Write out all of the records precisely. Skip anything that is a picture.

Dataset entries
========================================

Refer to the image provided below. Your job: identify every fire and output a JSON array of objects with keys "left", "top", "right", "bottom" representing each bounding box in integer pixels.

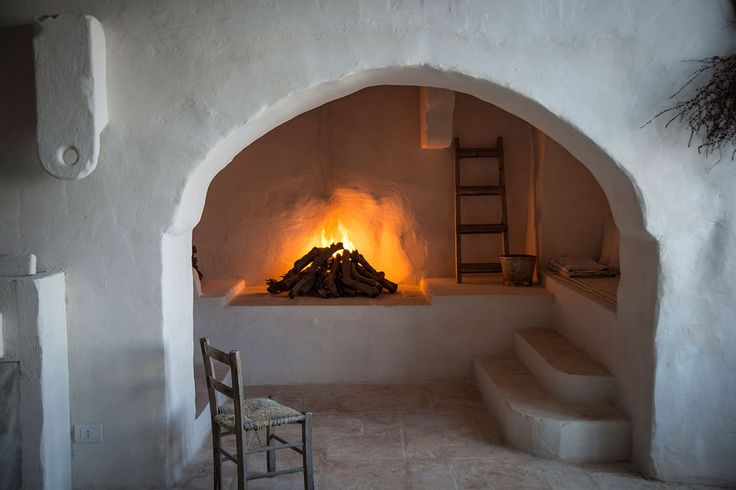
[
  {"left": 319, "top": 220, "right": 356, "bottom": 251},
  {"left": 286, "top": 189, "right": 420, "bottom": 284}
]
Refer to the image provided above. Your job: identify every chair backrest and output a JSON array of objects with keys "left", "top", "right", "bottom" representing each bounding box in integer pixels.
[{"left": 199, "top": 337, "right": 246, "bottom": 430}]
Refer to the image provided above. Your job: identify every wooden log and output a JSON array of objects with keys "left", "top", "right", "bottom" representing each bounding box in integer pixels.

========================================

• [RESPONSE BOX]
Refer to the image provided below. Your job: identify every fire and output a JSON array of objects with keys "left", "top", "right", "bottom" representing each bounding box in integer pixels.

[
  {"left": 319, "top": 220, "right": 356, "bottom": 251},
  {"left": 286, "top": 189, "right": 420, "bottom": 284}
]
Refer to the image provided above. Your job: identify every chair backrest and output a JSON array of objects with keys "left", "top", "right", "bottom" representing each bounding box in integer pixels.
[{"left": 199, "top": 337, "right": 246, "bottom": 430}]
Refer to the image provided above. Your job: identify every wooden log and output a JSON array of objects with keys "left", "top", "right", "bottom" representing each bounding box in integer pixels.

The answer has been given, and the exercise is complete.